WRITTEN EXERCISE 1: According to the surf fishing thread, when does surf fishing typically pick up?
WRITTEN EXERCISE 2: Continue the surf fishing thread from the point where it stops.

** Start PASSAGE **

# Questions/info



## Fishlife (Jul 21, 2017)

Good evening fellow anglers,

I am currently in SC on business for the next few months and brought my 12’ surf rods down from Va and looking to find some areas to go. Not looking for anyone to disclose their secret spots or honey holes, just some helpful insights. I have been researching some areas such as pawleys beach and wondering what would be an ideal time to hit the surf, bait etc. Any info would be greatly appreciated, thanks and tight lines.


----------



## SmoothLures (Feb 13, 2008)

Where are you staying? That'd determine where I would go. 

This month is generally very slow but you can catch bluefish and whiting at the end of the month if it's warm. Mid-late April is when surf fishing typically picks up. If you only brought heavers, you can fish for (small) blues/red drum with fishfinder rigs and cut bait, if you have some lighter rods we get pompano and whiting (sea mullet, roundhead, whatever you want to call them) on sand fleas, clams, and fresh shrimp or fishbites.

** End PASSAGE **
** Start RECORDS **

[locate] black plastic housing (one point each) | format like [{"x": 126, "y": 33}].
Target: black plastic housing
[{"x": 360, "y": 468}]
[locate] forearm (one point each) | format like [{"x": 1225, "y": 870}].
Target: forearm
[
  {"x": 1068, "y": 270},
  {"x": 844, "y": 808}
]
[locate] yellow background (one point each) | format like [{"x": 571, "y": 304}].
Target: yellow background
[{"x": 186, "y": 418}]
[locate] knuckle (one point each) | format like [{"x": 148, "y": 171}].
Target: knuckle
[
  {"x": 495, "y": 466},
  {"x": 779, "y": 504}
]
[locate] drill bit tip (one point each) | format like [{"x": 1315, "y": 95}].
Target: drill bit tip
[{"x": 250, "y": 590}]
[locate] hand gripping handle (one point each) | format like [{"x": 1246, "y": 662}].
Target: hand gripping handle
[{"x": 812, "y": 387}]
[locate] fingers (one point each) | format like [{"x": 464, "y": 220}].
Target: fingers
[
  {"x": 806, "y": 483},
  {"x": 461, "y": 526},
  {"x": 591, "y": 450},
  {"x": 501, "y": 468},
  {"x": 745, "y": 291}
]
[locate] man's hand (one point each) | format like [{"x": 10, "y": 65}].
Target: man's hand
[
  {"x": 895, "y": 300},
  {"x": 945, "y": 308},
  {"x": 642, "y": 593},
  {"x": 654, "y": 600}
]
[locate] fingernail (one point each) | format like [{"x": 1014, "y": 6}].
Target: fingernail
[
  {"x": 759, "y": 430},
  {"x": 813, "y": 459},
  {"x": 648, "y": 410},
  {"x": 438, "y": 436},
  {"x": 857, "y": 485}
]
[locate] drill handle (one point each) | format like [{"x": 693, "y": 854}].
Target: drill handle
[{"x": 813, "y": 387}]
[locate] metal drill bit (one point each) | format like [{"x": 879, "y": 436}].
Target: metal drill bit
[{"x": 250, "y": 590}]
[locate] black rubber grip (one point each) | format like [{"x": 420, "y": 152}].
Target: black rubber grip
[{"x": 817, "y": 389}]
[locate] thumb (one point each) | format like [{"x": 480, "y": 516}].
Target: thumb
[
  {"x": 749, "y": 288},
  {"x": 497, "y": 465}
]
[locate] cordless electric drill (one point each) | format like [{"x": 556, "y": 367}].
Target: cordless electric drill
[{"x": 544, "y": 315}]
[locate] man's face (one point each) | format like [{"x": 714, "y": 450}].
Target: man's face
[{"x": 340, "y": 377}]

** End RECORDS **

WRITTEN RESPONSE 1: Mid-late April.

WRITTEN RESPONSE 2:
We also have good king mackerel fishing starting in April within 20 miles offshore if you're up for a charter.


----------



## Fishlife (Jul 21, 2017)

Thanks for the info. I’m currently at Shaw AFB and I did bring my 8ft for some smaller fish. I was looking at going the last wknd of April and do a 2 day session. Any particular flavor of fishbites that work better than others.


----------



## abass105 (Jun 13, 2006)

I do well with Srimp and Bloodworm flavor fishbites. Fresh shrimp is always good to have as well. Good luck.


----------



## SmoothLures (Feb 13, 2008)

Fishlife said:


> Thanks for the info. I’m currently at Shaw AFB and I did bring my 8ft for some smaller fish. I was looking at going the last wknd of April and do a 2 day session. Any particular flavor of fishbites that work better than others.


If you want nice then Litchfield, Pawleys, all the way down to Charleston is pretty nice and not very touristy. Otherwise you can catch plenty of fish and have more to do in the lower or northern Myrtle Beach area and it's not terrible the last weekend of April - I fish Murrells Inlet/Garden City 99% of the time. If you can walk, fishing north of the north jetty in Garden City is one of our best spots.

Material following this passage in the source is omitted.